Work order: From the first line to the last, reproduce the records exactly.

Top of Records shown

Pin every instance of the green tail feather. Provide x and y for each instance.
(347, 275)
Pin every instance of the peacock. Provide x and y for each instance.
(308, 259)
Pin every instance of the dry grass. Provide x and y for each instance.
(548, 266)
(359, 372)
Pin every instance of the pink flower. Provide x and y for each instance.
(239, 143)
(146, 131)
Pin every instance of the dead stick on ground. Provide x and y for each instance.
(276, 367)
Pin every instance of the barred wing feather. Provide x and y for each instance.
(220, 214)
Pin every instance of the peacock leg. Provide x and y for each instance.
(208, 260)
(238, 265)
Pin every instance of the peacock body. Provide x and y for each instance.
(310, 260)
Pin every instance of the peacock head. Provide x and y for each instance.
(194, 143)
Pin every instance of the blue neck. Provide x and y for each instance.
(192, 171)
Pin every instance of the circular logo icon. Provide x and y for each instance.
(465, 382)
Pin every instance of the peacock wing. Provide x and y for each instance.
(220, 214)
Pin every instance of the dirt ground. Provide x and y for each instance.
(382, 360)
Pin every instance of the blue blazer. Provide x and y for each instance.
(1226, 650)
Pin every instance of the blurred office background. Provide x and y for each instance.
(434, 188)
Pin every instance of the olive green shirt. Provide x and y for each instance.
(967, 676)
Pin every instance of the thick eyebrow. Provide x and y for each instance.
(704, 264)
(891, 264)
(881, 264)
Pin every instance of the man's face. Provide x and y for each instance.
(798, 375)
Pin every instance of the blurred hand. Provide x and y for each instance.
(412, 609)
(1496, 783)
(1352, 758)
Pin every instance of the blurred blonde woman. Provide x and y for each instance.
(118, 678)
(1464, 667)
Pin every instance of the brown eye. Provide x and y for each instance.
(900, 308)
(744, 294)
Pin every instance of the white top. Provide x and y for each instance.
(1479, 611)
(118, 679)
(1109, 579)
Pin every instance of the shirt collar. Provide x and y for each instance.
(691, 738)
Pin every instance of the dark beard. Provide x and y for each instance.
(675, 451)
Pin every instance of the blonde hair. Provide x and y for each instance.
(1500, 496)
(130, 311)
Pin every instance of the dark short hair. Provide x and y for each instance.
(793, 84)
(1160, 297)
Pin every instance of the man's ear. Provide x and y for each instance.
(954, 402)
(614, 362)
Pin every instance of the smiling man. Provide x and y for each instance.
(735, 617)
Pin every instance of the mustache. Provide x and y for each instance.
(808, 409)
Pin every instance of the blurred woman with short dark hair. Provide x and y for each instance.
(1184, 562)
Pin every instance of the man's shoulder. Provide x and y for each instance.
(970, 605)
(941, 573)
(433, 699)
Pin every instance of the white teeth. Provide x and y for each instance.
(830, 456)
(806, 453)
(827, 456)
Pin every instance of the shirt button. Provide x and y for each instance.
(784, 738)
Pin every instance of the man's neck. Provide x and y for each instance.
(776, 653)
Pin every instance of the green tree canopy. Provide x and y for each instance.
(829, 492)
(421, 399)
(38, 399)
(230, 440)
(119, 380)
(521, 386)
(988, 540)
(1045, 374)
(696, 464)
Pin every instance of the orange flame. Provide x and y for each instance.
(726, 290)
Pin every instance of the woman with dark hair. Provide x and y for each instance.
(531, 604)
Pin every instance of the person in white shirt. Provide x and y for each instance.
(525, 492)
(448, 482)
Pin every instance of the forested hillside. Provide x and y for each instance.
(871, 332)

Bottom of Records shown

Answer for the task:
Pin every instance of the green tail feather. Provide x and y for each instance.
(347, 275)
Pin every instance of the peacock. Provide x and y for each instance.
(308, 259)
Pin every instance of the dry grass. Provide x and y for each instance.
(548, 266)
(359, 372)
Pin every instance of the pink flower. Provide x and y for each instance.
(239, 143)
(146, 131)
Pin every instance of the dead stick on ground. Provide x and y for each instance.
(276, 367)
Pin every instance of the barred wing feather. Provide x and y for each instance.
(220, 214)
Pin every instance of the peacock leg. Provide x and y for each instance.
(208, 260)
(238, 265)
Pin every instance of the peacock body. Provide x and y for each instance.
(310, 260)
Pin every instance of the peacock head. Provide x and y for each instance.
(194, 143)
Pin every instance of the blue neck. Provide x and y for each instance.
(192, 171)
Pin every instance of the circular logo icon. Provide x and y for each instance.
(465, 382)
Pin every instance of the peacock wing. Provide x and y for each instance.
(220, 214)
Pin every instance of the dirt ground. Provide x and y for each instance.
(382, 360)
Pin every instance of the blue blazer. Provide x and y for each instance.
(1226, 650)
Pin every instance of the blurred office background. Provide x and y for each instance.
(434, 188)
Pin every instance of the olive green shirt. Provide x and y for each instance.
(967, 676)
Pin every instance of the thick eyebrow. Provide x and y for each instance.
(704, 264)
(891, 264)
(881, 264)
Pin every instance of the man's face. Provide x and y for each instance.
(798, 375)
Pin every instance of the blurred hand. Provide x and y for each instance.
(412, 609)
(1496, 783)
(1352, 758)
Pin every instance of the blurred blonde woman. Provide x and y for each instance.
(118, 678)
(1464, 667)
Pin every instance of the brown eye. Provide x and y for each instance.
(900, 308)
(744, 294)
Pin every instance of the white top. Provide x and y for each instance.
(1479, 611)
(118, 679)
(1109, 579)
Pin every instance of the shirt collar. Provide x and y for each instance.
(691, 738)
Pin every instance of the dark beard. Provide x and y for each instance.
(675, 451)
Pin every instance of the blonde hair. Provide x and y for each instance.
(1500, 496)
(130, 311)
Pin every instance of the dark short hair. Provide x and y for each instance.
(793, 84)
(1160, 297)
Pin every instance of the man's ear. Provide x and y for each instance.
(954, 402)
(614, 362)
Pin every instance of the smiling man. Provide x and y for each instance.
(735, 617)
Pin every instance of the mustache. Provide x and y for each instance.
(808, 409)
Pin every instance of the blurred woman with short dark hair. Provide x and y for each instance.
(1184, 562)
Pin every instance of the man's shoulder. Provide x and y for each instance.
(970, 605)
(941, 573)
(433, 699)
Pin every instance of the white teeth. Provide x and y for each instance.
(830, 456)
(806, 453)
(827, 456)
Pin every instance of the shirt button. Provide x and y for each instance.
(784, 738)
Pin every instance of the man's neck. Provide x and y for each instance.
(776, 653)
Pin every instance of the green tree canopy. Provide x and y for each instance.
(829, 492)
(421, 399)
(38, 399)
(230, 440)
(119, 380)
(521, 386)
(988, 540)
(1045, 374)
(696, 464)
Pin every instance of the orange flame. Provide x and y for each instance.
(726, 290)
Pin every instance of the woman with dark hair. Provide x and y for each instance.
(531, 604)
Pin every instance of the person in white shirt. Provide x and y for each instance.
(525, 492)
(448, 482)
Pin every instance of the forested hillside. Provide x and y for each instance.
(871, 332)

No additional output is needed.